Task statement: Reproduce the lines of the items verbatim, starting at the line that contains "Target: flower stem" and ending at the last line of the items, with both ends included.

** start **

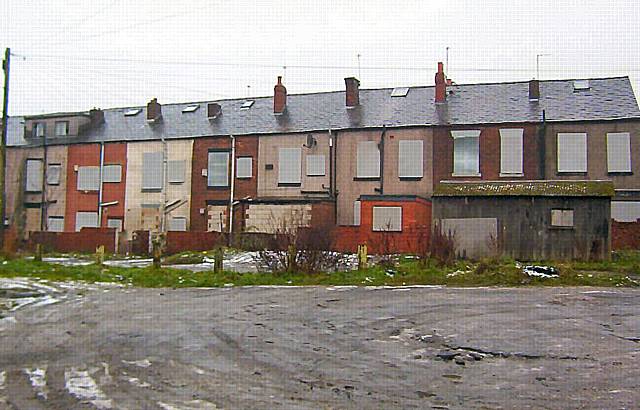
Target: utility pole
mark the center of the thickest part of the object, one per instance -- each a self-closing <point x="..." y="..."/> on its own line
<point x="3" y="142"/>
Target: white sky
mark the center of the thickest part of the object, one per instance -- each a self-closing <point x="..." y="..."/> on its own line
<point x="75" y="55"/>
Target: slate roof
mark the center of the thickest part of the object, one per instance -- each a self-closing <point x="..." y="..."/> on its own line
<point x="525" y="188"/>
<point x="606" y="99"/>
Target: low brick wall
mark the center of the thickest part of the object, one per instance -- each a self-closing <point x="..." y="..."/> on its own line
<point x="625" y="235"/>
<point x="87" y="240"/>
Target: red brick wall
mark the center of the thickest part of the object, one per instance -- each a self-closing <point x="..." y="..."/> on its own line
<point x="489" y="153"/>
<point x="78" y="201"/>
<point x="246" y="146"/>
<point x="625" y="235"/>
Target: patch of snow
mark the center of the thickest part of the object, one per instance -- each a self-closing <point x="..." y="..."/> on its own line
<point x="81" y="385"/>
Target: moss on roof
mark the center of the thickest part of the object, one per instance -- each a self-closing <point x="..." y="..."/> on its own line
<point x="525" y="188"/>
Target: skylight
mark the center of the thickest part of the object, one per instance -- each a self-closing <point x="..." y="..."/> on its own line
<point x="400" y="92"/>
<point x="246" y="105"/>
<point x="190" y="108"/>
<point x="132" y="112"/>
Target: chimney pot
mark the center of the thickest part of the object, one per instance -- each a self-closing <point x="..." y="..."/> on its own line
<point x="352" y="92"/>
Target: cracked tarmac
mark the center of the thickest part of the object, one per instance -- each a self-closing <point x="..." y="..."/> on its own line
<point x="314" y="347"/>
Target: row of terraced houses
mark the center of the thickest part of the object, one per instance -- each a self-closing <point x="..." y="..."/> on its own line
<point x="365" y="161"/>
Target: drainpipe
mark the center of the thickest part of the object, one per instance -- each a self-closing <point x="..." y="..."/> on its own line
<point x="101" y="174"/>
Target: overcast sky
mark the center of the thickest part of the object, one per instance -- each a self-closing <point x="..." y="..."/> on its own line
<point x="75" y="55"/>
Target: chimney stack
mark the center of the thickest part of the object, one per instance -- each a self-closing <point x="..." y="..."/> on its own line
<point x="154" y="110"/>
<point x="534" y="90"/>
<point x="279" y="97"/>
<point x="441" y="85"/>
<point x="213" y="110"/>
<point x="353" y="92"/>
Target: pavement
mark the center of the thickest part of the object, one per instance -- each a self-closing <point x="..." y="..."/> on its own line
<point x="106" y="347"/>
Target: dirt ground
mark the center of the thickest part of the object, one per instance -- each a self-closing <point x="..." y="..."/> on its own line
<point x="322" y="348"/>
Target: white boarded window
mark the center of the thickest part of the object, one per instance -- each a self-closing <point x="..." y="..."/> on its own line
<point x="34" y="175"/>
<point x="53" y="174"/>
<point x="466" y="153"/>
<point x="562" y="217"/>
<point x="619" y="152"/>
<point x="86" y="220"/>
<point x="387" y="218"/>
<point x="55" y="224"/>
<point x="178" y="223"/>
<point x="112" y="173"/>
<point x="244" y="167"/>
<point x="289" y="165"/>
<point x="218" y="169"/>
<point x="625" y="211"/>
<point x="176" y="171"/>
<point x="368" y="160"/>
<point x="511" y="151"/>
<point x="410" y="159"/>
<point x="152" y="172"/>
<point x="315" y="165"/>
<point x="572" y="152"/>
<point x="88" y="178"/>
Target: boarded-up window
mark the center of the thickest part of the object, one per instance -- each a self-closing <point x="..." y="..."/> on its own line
<point x="511" y="151"/>
<point x="572" y="152"/>
<point x="356" y="213"/>
<point x="152" y="174"/>
<point x="315" y="165"/>
<point x="88" y="178"/>
<point x="86" y="219"/>
<point x="34" y="175"/>
<point x="368" y="160"/>
<point x="218" y="169"/>
<point x="625" y="211"/>
<point x="55" y="224"/>
<point x="53" y="174"/>
<point x="112" y="173"/>
<point x="619" y="152"/>
<point x="562" y="217"/>
<point x="387" y="218"/>
<point x="410" y="159"/>
<point x="178" y="223"/>
<point x="176" y="171"/>
<point x="466" y="153"/>
<point x="289" y="165"/>
<point x="244" y="167"/>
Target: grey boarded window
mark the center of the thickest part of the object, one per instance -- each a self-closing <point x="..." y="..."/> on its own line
<point x="572" y="152"/>
<point x="176" y="171"/>
<point x="316" y="165"/>
<point x="34" y="175"/>
<point x="466" y="152"/>
<point x="112" y="173"/>
<point x="289" y="165"/>
<point x="410" y="159"/>
<point x="244" y="167"/>
<point x="619" y="152"/>
<point x="88" y="178"/>
<point x="218" y="170"/>
<point x="387" y="218"/>
<point x="368" y="160"/>
<point x="53" y="174"/>
<point x="55" y="224"/>
<point x="152" y="171"/>
<point x="86" y="219"/>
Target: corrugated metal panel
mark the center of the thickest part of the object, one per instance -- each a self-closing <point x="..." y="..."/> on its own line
<point x="368" y="160"/>
<point x="289" y="165"/>
<point x="387" y="218"/>
<point x="410" y="155"/>
<point x="152" y="170"/>
<point x="88" y="178"/>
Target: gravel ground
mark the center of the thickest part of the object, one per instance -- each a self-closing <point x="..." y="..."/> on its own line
<point x="322" y="348"/>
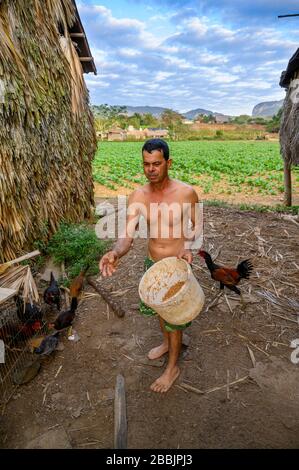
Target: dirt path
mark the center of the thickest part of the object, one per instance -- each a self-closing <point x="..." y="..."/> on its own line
<point x="261" y="411"/>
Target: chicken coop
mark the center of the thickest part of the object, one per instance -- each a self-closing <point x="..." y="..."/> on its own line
<point x="289" y="129"/>
<point x="46" y="125"/>
<point x="47" y="144"/>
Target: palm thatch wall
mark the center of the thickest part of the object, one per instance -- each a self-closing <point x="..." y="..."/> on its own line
<point x="289" y="134"/>
<point x="47" y="138"/>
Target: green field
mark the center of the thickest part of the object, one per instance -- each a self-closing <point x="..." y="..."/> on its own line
<point x="231" y="167"/>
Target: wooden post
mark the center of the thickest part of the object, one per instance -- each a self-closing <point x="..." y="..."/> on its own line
<point x="287" y="183"/>
<point x="120" y="414"/>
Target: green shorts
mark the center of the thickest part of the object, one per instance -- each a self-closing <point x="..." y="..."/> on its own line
<point x="149" y="312"/>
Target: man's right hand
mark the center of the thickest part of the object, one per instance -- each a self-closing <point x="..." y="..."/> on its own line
<point x="108" y="263"/>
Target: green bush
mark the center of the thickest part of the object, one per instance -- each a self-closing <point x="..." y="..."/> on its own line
<point x="77" y="246"/>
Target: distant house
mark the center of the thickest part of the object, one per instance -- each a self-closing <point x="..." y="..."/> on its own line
<point x="137" y="134"/>
<point x="116" y="134"/>
<point x="156" y="133"/>
<point x="102" y="135"/>
<point x="221" y="118"/>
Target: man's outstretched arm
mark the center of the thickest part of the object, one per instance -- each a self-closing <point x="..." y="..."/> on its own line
<point x="109" y="261"/>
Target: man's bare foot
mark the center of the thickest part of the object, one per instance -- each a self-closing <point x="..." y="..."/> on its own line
<point x="163" y="383"/>
<point x="157" y="352"/>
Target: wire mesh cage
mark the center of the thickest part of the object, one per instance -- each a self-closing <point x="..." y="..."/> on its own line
<point x="17" y="335"/>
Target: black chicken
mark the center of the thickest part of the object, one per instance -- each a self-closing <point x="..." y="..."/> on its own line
<point x="48" y="345"/>
<point x="66" y="318"/>
<point x="28" y="312"/>
<point x="52" y="295"/>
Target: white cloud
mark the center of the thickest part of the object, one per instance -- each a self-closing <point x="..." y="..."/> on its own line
<point x="191" y="59"/>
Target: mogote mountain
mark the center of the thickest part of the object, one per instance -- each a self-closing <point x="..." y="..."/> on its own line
<point x="267" y="109"/>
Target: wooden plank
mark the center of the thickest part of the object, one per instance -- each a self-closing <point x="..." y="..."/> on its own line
<point x="6" y="294"/>
<point x="5" y="266"/>
<point x="120" y="414"/>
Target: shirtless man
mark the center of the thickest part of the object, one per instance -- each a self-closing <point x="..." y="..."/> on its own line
<point x="166" y="238"/>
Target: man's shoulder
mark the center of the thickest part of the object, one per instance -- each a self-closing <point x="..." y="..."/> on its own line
<point x="138" y="194"/>
<point x="184" y="188"/>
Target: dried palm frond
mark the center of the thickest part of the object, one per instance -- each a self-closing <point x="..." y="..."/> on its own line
<point x="20" y="277"/>
<point x="45" y="154"/>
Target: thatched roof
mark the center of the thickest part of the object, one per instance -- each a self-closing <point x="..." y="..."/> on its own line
<point x="288" y="74"/>
<point x="78" y="36"/>
<point x="46" y="127"/>
<point x="289" y="127"/>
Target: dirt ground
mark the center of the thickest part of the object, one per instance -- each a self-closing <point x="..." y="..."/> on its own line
<point x="258" y="411"/>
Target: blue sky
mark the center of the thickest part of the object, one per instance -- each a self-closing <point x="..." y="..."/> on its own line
<point x="224" y="56"/>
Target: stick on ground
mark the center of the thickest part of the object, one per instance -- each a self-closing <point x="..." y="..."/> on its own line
<point x="120" y="414"/>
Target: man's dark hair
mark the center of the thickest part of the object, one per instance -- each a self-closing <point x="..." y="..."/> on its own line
<point x="157" y="144"/>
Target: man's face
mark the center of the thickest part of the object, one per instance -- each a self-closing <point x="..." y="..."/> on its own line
<point x="155" y="166"/>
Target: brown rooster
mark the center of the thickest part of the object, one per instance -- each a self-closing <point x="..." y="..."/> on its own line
<point x="228" y="277"/>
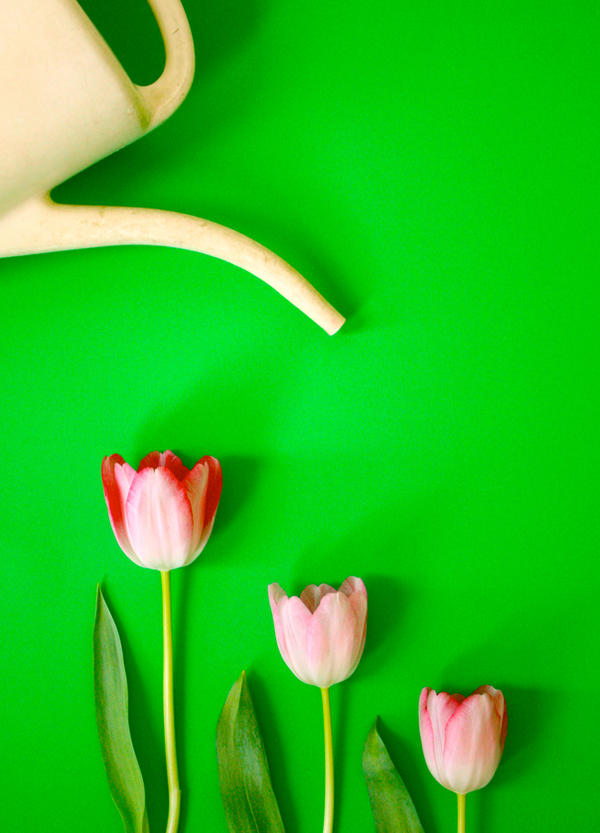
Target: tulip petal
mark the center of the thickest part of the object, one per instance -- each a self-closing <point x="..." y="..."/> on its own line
<point x="296" y="619"/>
<point x="437" y="709"/>
<point x="117" y="477"/>
<point x="159" y="519"/>
<point x="472" y="749"/>
<point x="209" y="468"/>
<point x="195" y="485"/>
<point x="353" y="585"/>
<point x="312" y="595"/>
<point x="330" y="640"/>
<point x="167" y="460"/>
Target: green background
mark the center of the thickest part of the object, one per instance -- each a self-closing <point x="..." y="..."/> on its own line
<point x="433" y="169"/>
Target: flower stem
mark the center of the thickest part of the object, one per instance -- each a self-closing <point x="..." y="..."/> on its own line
<point x="461" y="812"/>
<point x="328" y="817"/>
<point x="168" y="710"/>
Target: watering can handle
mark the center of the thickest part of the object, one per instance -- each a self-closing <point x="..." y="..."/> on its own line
<point x="165" y="95"/>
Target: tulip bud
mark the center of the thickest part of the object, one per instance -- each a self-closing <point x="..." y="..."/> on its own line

** end **

Written solution:
Target: flower stem
mark the center of the thickest part of the object, one per instance -- each a self-closing <point x="..." y="..."/> on its own line
<point x="461" y="812"/>
<point x="328" y="817"/>
<point x="168" y="710"/>
Target: watering can handle
mark the center of the thickest part of the object, one per instance -- each a self-closing <point x="..." y="..."/> on its own line
<point x="165" y="95"/>
Target: tulip bud
mark the center of the thickest part of the object, one per instance -- each a self-closing <point x="..." y="..."/> on its own line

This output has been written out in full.